TASK BRIEF: Copy the data from the line containing "green water, returning" through the end of the data, changing every "drops a point" to "places a marker" and leaving everything else unchanged.

DATA ENTRIES:
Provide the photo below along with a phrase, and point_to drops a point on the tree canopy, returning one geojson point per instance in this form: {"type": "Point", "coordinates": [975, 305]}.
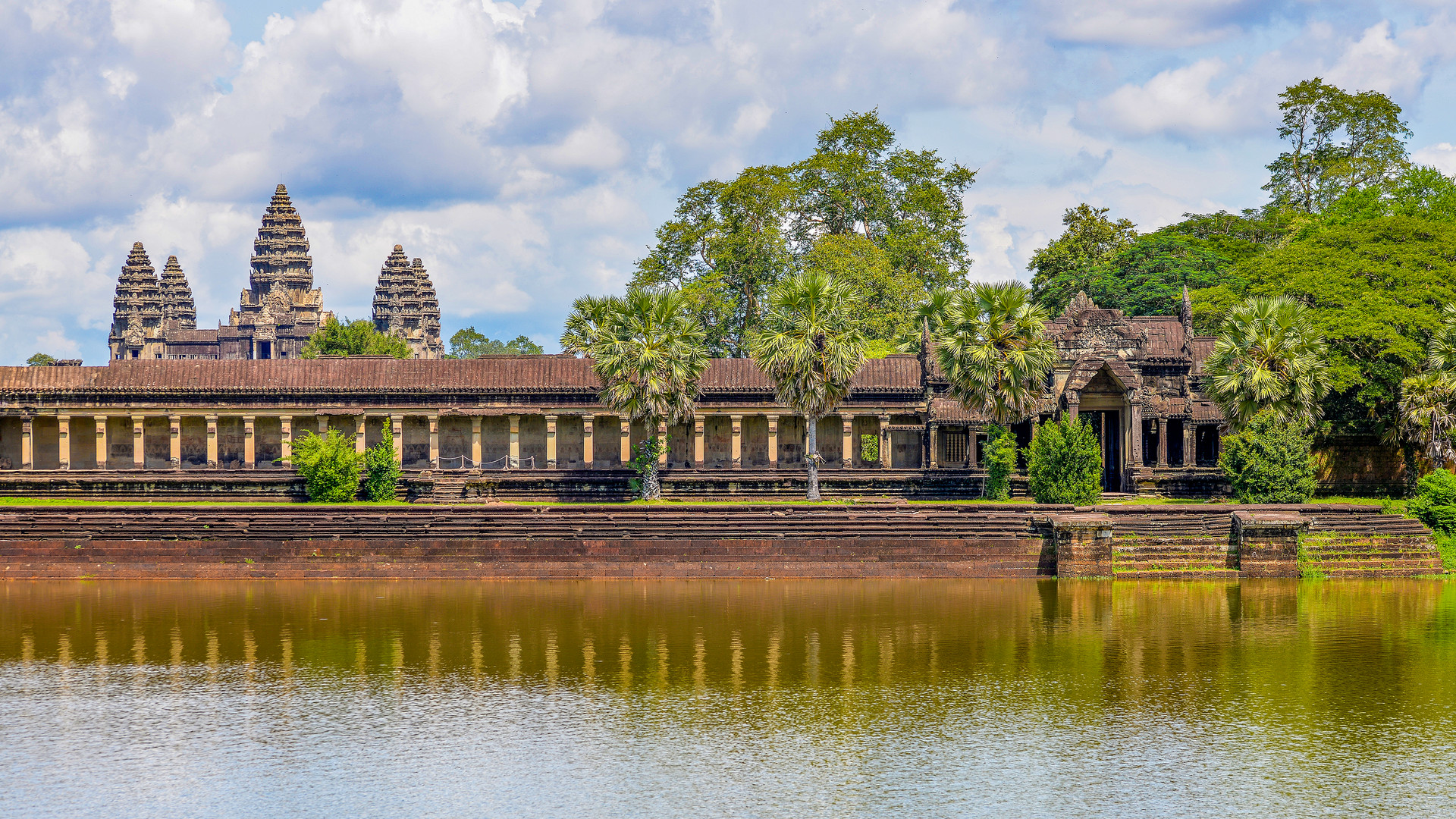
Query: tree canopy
{"type": "Point", "coordinates": [353, 338]}
{"type": "Point", "coordinates": [859, 209]}
{"type": "Point", "coordinates": [466, 343]}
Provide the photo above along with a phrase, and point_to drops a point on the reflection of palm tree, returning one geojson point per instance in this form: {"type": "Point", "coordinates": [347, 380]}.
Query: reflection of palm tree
{"type": "Point", "coordinates": [1269, 354]}
{"type": "Point", "coordinates": [647, 350]}
{"type": "Point", "coordinates": [993, 350]}
{"type": "Point", "coordinates": [810, 343]}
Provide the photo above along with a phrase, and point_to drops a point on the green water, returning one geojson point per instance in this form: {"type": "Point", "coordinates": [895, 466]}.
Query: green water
{"type": "Point", "coordinates": [733, 698]}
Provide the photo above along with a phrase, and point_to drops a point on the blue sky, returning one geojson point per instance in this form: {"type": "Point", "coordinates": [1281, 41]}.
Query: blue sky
{"type": "Point", "coordinates": [526, 152]}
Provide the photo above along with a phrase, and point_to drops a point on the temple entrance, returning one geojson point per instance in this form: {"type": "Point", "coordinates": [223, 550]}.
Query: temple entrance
{"type": "Point", "coordinates": [1107, 425]}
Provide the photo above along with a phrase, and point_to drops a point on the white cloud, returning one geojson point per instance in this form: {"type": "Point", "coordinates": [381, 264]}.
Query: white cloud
{"type": "Point", "coordinates": [528, 150]}
{"type": "Point", "coordinates": [1440, 155]}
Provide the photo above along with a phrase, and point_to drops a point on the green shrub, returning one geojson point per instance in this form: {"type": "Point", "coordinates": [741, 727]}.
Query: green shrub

ANSWER BELOW:
Provide the photo above along with a phrase, and point_to places a marker on the green water, returning one geojson point per instance in this form: {"type": "Point", "coordinates": [895, 466]}.
Query: green water
{"type": "Point", "coordinates": [733, 698]}
Provide the photo above along with a phrase, and point_to places a marker on the blue sky, returning one geojson point per instance in this form: {"type": "Point", "coordinates": [1281, 41]}.
Query: blue sky
{"type": "Point", "coordinates": [526, 152]}
Provide the photo above along with a phrase, and point_to places a marker on the temple entrance, returning one geojson point per instance in this form: {"type": "Point", "coordinates": [223, 550]}.
Query: temple entrance
{"type": "Point", "coordinates": [1107, 425]}
Provide the photo above along with a phrase, and point_to places a marker on the white cloud, returning one geojson point per instance in this form: {"type": "Point", "coordinates": [381, 264]}.
Query: white cloud
{"type": "Point", "coordinates": [528, 150]}
{"type": "Point", "coordinates": [1440, 155]}
Provide the photo above along with a phrase, and point_to places a marker on the green shrub, returning one geojson point per instance in this form: {"type": "Point", "coordinates": [741, 727]}.
Query: green shrub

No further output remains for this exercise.